• Exercise description
Gather each line of the material below that contains the word "soil", and copy every such line in full.

• Dataset records

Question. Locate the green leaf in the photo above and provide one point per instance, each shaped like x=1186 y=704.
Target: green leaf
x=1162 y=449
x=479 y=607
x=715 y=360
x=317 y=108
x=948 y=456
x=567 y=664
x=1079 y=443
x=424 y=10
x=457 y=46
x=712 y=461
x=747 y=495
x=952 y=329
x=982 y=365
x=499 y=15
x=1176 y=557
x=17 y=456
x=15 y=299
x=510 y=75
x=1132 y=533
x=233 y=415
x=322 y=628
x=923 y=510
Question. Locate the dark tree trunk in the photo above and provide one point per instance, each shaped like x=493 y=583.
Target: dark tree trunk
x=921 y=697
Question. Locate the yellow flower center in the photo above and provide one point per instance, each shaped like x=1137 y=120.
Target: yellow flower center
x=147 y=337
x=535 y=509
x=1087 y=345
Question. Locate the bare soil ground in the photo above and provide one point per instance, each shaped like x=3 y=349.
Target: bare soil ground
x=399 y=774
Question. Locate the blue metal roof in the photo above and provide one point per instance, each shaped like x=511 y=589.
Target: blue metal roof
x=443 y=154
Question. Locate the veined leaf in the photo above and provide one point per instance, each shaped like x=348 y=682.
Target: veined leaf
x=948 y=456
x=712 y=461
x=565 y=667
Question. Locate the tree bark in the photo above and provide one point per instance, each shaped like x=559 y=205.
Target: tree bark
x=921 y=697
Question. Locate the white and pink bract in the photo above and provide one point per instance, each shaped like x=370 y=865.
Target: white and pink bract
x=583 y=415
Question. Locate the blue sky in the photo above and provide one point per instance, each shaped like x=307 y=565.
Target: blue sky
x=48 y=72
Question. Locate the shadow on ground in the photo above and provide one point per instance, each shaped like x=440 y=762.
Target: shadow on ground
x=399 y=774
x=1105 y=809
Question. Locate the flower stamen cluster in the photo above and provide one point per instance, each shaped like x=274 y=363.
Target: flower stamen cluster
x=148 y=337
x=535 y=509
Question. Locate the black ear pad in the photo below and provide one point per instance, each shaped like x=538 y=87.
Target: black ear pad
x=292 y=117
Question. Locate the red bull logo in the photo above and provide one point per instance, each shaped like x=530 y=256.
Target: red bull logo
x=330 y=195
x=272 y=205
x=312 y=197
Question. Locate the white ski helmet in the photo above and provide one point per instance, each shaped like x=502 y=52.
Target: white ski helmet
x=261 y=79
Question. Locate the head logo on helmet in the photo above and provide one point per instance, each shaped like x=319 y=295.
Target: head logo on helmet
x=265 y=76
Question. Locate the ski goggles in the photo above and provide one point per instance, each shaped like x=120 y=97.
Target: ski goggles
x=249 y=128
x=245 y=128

...

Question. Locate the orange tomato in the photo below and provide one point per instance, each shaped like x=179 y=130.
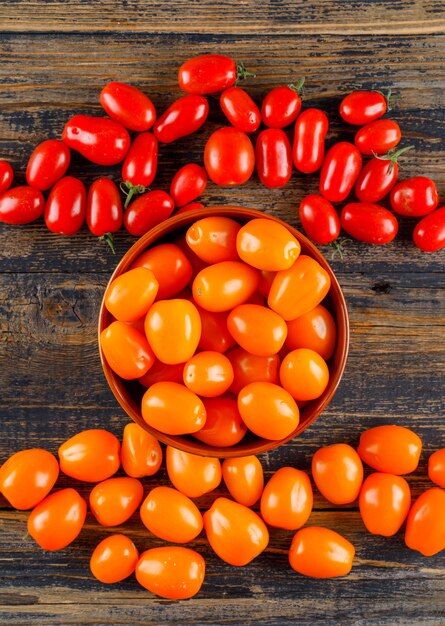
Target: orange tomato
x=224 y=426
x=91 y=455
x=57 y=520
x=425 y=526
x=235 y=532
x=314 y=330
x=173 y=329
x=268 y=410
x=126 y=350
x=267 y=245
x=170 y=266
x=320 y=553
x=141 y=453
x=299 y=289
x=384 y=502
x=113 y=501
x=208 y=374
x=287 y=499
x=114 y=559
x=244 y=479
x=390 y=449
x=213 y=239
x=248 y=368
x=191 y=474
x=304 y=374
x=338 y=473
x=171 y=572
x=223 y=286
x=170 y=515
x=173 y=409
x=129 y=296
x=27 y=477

---

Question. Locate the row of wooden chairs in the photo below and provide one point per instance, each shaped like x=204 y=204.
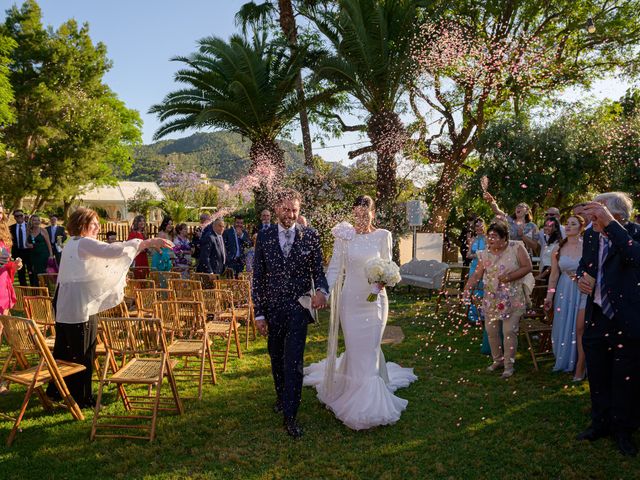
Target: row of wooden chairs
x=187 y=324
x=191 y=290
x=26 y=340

• Task solution
Question. Locate the bare soil ground in the photo above and provide one point per instance, each shaped like x=3 y=349.
Target: bare soil ground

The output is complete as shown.